- **WHAT YOU NEED TO DO**
Your task is to repeat the records exactly from the line containing "compact form (209,386)." onward, through the final line.

- **MATERIAL FOR THIS TASK**
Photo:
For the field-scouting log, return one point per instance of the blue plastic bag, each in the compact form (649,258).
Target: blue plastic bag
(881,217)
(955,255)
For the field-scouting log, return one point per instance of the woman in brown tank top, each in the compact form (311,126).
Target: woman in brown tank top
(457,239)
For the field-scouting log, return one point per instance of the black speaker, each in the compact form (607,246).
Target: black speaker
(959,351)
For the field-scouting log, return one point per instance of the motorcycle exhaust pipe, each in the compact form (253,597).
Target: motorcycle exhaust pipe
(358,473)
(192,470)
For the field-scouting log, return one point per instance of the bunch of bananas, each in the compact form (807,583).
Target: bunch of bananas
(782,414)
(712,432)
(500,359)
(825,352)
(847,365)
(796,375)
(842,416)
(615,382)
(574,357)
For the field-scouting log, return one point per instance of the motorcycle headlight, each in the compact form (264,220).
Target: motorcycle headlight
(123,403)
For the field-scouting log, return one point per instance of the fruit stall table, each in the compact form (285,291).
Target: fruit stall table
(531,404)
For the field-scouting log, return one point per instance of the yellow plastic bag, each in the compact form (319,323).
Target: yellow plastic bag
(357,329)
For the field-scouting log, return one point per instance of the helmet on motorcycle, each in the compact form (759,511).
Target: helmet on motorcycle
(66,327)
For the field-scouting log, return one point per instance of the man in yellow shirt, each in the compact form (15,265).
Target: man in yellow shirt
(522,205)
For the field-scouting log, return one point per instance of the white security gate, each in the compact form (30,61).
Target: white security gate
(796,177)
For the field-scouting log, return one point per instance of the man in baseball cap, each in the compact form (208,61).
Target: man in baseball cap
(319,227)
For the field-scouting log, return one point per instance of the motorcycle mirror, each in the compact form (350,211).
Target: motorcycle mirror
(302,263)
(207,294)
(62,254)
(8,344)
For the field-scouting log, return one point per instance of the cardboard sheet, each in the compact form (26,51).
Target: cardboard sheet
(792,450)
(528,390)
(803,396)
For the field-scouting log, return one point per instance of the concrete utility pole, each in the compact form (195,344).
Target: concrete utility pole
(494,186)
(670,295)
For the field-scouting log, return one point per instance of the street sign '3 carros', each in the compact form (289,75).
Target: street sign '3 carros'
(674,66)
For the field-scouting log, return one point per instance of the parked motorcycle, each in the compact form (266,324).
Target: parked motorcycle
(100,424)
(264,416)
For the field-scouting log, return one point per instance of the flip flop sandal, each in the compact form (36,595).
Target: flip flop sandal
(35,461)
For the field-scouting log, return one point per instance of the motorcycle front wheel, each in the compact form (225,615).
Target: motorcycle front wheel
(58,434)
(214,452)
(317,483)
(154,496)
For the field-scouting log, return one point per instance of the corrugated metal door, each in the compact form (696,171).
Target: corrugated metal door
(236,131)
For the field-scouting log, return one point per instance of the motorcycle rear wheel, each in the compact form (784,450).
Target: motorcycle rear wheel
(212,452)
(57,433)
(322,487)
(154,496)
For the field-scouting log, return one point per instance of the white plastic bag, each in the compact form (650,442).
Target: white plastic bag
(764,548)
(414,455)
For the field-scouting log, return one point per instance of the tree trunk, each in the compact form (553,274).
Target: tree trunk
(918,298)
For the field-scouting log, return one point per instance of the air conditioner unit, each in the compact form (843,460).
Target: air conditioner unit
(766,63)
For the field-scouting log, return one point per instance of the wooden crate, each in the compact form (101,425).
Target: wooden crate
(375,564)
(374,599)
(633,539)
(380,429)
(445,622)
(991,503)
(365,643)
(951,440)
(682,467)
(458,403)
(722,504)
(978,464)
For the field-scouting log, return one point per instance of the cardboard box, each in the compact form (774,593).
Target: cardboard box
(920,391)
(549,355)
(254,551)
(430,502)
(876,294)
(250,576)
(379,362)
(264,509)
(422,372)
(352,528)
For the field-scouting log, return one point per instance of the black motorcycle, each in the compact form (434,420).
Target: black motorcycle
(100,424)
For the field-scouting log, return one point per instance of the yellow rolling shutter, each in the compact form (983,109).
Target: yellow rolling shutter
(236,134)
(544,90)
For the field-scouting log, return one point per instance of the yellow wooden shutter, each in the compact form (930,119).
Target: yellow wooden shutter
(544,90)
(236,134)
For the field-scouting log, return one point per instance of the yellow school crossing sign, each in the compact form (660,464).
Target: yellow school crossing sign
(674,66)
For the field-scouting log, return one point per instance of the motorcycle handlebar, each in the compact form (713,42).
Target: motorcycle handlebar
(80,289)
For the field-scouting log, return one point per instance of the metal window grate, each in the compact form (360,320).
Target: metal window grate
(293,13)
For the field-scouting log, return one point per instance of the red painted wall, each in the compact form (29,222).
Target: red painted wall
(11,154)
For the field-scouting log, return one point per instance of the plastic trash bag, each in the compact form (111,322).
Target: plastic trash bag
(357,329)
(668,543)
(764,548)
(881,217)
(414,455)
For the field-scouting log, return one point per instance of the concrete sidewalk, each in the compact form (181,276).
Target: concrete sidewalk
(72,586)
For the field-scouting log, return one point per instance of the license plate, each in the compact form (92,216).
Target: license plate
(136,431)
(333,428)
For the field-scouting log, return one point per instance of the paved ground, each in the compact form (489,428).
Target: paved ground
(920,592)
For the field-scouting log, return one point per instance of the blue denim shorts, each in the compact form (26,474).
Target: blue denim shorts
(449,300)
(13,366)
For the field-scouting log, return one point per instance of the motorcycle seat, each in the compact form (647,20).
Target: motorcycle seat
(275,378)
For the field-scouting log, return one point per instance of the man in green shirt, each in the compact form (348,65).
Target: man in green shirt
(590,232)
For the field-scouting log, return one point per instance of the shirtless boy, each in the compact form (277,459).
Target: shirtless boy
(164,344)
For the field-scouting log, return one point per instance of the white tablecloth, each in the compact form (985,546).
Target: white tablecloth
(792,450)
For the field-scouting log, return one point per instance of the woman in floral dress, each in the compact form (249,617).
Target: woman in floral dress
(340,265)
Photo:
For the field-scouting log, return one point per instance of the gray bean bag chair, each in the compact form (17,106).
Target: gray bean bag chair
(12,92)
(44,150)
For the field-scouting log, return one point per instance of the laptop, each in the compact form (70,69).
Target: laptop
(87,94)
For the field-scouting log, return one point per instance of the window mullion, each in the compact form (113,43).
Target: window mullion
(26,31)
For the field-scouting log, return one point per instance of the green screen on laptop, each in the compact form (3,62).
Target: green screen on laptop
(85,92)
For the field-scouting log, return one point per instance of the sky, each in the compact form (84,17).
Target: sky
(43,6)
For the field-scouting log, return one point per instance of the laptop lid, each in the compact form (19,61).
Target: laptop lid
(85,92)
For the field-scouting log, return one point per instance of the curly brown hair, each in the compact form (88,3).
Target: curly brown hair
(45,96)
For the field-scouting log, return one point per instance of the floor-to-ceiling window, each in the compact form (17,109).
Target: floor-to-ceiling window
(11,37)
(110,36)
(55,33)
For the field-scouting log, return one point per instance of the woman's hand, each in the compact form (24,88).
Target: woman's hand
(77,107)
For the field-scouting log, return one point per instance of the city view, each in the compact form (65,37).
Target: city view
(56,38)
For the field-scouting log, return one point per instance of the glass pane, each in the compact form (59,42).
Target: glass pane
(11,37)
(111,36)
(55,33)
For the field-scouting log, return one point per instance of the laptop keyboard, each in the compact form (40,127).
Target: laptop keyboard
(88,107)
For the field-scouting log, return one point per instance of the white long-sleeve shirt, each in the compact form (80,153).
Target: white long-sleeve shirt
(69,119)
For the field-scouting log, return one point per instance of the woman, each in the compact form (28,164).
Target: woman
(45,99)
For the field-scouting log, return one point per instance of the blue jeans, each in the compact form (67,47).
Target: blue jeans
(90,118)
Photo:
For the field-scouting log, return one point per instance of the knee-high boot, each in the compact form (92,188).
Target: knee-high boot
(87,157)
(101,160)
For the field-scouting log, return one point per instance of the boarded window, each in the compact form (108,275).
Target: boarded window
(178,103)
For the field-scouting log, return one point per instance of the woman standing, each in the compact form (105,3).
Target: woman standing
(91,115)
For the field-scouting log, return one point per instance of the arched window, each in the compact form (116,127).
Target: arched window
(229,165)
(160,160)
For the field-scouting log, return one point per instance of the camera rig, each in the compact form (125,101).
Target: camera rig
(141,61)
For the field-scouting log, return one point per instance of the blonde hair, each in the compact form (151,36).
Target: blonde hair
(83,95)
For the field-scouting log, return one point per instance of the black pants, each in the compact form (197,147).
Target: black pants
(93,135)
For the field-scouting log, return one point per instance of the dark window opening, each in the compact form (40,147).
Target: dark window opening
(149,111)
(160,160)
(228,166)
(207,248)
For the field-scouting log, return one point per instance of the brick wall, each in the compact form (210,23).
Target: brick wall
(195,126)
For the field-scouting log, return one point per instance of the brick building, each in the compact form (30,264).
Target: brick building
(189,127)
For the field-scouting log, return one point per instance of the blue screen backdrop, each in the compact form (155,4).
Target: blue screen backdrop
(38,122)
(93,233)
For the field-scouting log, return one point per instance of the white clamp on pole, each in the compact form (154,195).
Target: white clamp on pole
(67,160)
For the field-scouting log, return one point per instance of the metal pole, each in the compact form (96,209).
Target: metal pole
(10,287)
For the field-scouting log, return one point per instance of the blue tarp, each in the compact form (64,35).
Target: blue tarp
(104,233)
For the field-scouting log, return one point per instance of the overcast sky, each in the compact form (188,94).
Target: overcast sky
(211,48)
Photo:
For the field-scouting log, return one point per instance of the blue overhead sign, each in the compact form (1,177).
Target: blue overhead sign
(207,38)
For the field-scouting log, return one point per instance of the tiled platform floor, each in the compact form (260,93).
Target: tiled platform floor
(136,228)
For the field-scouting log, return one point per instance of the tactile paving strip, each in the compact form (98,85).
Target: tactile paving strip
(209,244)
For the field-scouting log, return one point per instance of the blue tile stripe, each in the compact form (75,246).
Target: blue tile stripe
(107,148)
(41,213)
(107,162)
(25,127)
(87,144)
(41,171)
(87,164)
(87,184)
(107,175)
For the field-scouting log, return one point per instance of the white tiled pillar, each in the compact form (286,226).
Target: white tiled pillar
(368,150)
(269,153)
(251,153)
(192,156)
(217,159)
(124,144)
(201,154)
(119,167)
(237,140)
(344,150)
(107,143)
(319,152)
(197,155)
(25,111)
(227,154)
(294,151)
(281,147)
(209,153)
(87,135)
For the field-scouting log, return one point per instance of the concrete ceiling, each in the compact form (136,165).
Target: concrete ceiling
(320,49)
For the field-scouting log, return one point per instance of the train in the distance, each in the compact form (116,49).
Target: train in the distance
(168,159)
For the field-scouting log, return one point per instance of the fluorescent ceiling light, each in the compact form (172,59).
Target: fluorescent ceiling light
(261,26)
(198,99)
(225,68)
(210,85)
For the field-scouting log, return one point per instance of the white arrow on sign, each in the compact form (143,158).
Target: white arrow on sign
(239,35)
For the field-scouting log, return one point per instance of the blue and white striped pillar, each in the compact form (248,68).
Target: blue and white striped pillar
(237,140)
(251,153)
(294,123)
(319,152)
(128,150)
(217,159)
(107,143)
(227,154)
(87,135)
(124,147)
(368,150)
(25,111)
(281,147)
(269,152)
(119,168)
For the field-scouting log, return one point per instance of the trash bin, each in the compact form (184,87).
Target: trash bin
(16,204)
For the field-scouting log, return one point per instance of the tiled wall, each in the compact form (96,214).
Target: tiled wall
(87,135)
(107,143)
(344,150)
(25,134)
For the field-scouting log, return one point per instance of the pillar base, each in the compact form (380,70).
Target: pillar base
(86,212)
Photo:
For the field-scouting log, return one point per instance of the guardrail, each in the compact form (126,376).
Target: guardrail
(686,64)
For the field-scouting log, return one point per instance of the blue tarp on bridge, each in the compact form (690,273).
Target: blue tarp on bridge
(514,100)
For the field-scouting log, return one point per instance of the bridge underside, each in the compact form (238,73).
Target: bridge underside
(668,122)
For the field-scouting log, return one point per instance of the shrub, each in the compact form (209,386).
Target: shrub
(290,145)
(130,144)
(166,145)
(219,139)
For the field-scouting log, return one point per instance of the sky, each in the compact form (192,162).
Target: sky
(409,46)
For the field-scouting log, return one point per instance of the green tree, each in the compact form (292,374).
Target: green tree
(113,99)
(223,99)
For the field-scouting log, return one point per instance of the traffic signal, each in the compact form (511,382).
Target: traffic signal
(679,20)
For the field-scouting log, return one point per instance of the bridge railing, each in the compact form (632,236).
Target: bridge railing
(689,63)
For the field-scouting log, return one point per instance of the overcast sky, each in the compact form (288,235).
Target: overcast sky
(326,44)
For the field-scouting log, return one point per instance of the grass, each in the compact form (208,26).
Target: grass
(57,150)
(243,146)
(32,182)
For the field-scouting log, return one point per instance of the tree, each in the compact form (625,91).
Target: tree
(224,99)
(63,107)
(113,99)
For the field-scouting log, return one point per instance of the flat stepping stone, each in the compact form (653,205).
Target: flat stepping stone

- **FINISHED EXERCISE**
For the field-scouting log, return one point per instance of the shrub, each in the compact form (209,386).
Target: shrub
(290,145)
(130,144)
(166,145)
(219,139)
For the field-scouting log, return one point per instance of the sky, each in the compact form (192,162).
Target: sky
(409,46)
For the field-scouting log, return one point per instance of the green tree, each in the compact form (292,374).
Target: green tree
(113,99)
(223,99)
For the field-scouting log, return one point per instance of the traffic signal, each in the compact form (511,382).
Target: traffic signal
(679,20)
For the field-scouting log, return one point per instance of the bridge railing, each in the compact form (632,236).
Target: bridge railing
(689,63)
For the field-scouting log, return one point per instance of the overcast sky, each in the compact form (288,235).
Target: overcast sky
(326,44)
For the field-scouting log, return one point per instance of the grass, each in the compact form (208,26).
Target: grass
(57,150)
(243,146)
(32,182)
For the field-scouting log, return one point per instance of the tree, each in the compact form (625,91).
Target: tree
(224,99)
(63,107)
(113,99)
For the field-scouting log, return one point per instance of the flat stepping stone, each in the compact form (653,205).
Target: flat stepping stone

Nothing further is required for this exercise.